__Excerpted records__:
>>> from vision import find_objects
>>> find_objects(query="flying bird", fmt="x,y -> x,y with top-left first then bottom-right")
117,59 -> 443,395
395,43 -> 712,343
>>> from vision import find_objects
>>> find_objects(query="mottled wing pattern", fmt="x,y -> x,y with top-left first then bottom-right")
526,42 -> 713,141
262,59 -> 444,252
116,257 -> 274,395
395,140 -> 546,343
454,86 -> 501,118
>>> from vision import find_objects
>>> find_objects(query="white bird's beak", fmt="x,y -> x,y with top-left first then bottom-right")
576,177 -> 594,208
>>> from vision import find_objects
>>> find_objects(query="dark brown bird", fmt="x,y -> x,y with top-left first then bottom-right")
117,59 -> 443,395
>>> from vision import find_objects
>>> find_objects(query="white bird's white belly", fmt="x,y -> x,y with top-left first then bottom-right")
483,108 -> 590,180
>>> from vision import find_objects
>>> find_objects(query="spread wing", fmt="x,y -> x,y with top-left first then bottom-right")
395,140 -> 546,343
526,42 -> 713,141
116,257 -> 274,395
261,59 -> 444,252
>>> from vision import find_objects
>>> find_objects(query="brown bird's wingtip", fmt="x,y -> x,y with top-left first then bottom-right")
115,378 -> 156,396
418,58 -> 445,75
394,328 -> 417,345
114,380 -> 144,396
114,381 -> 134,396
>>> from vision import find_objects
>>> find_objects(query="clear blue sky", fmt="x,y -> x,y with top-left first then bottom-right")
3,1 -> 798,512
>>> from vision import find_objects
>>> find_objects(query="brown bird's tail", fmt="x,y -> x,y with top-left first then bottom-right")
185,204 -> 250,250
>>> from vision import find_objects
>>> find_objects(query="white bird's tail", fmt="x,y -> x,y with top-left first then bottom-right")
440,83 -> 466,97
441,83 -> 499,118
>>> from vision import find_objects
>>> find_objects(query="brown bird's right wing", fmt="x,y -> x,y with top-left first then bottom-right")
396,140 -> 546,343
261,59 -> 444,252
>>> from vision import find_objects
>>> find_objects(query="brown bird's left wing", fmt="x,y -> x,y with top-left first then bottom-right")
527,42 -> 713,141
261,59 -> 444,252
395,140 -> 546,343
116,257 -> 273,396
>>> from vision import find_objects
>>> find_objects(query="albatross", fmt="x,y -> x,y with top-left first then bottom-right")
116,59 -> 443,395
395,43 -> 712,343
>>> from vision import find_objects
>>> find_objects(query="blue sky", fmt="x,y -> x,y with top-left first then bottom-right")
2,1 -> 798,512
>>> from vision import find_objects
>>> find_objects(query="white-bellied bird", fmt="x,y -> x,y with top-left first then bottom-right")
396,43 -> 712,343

__What the task requires__:
What you return must match the data line for line.

__Output for this exercise__:
>>> from vision import find_objects
>>> find_objects(query="flying bird", fmt="x,y -> x,y with top-left first then bottom-right")
117,59 -> 443,395
395,43 -> 712,343
>>> from vision import find_objects
>>> find_objects(query="mottled wing pattern", fmt="x,y -> x,y with top-left first then bottom-right")
526,42 -> 713,141
262,59 -> 444,252
116,257 -> 274,395
395,140 -> 546,343
454,86 -> 501,118
>>> from vision import find_objects
>>> find_objects(query="white bird's beak", fmt="x,y -> x,y with top-left first then bottom-right")
576,177 -> 594,208
>>> from vision import find_objects
>>> find_objects(query="dark brown bird", fmt="x,y -> x,y with top-left first then bottom-right")
117,59 -> 443,395
>>> from vision import find_objects
>>> find_objects(query="white bird's white belly", fmt="x,y -> x,y with top-left first then bottom-right")
483,108 -> 590,180
>>> from vision import find_objects
>>> find_objects(query="spread wing", fmt="x,y -> x,y with top-left first then bottom-right")
395,140 -> 546,343
526,42 -> 713,141
116,257 -> 274,395
261,59 -> 444,252
>>> from vision import find_objects
>>> find_objects(query="brown bird's wingtip", fmt="x,y -> x,y with top-left first then bottom-right")
115,378 -> 156,396
418,58 -> 445,75
394,328 -> 417,345
114,380 -> 144,396
114,381 -> 134,396
>>> from vision import find_objects
>>> find_objects(query="clear blue sky", fmt="x,y -> x,y with top-left first then bottom-right")
3,1 -> 798,512
>>> from vision import find_objects
>>> find_objects(query="brown bird's tail", fmt="x,y -> x,y with top-left first then bottom-right")
185,204 -> 250,250
>>> from vision import find_objects
>>> find_objects(query="white bird's tail", fmt="x,y -> x,y with top-left first then bottom-right")
440,83 -> 466,97
441,83 -> 499,118
>>> from vision import find_objects
>>> find_objects(query="brown bird's right wing", fmt="x,y -> x,y with top-left first then bottom-right")
396,140 -> 546,343
261,59 -> 444,252
>>> from vision import find_objects
>>> find_objects(query="brown bird's left wing", fmt="x,y -> x,y with top-left first then bottom-right")
527,42 -> 713,141
261,59 -> 444,252
395,140 -> 546,343
116,257 -> 273,396
>>> from vision import find_objects
>>> find_objects(query="albatross", fmt="x,y -> x,y with top-left first then bottom-right")
116,59 -> 443,395
395,43 -> 712,343
>>> from vision import find_objects
>>> find_objects(query="blue sky", fmt="x,y -> x,y with top-left first then bottom-right")
2,1 -> 798,512
>>> from vision import find_objects
>>> find_objects(query="white-bellied bird", fmt="x,y -> x,y with top-left first then bottom-right")
396,43 -> 712,343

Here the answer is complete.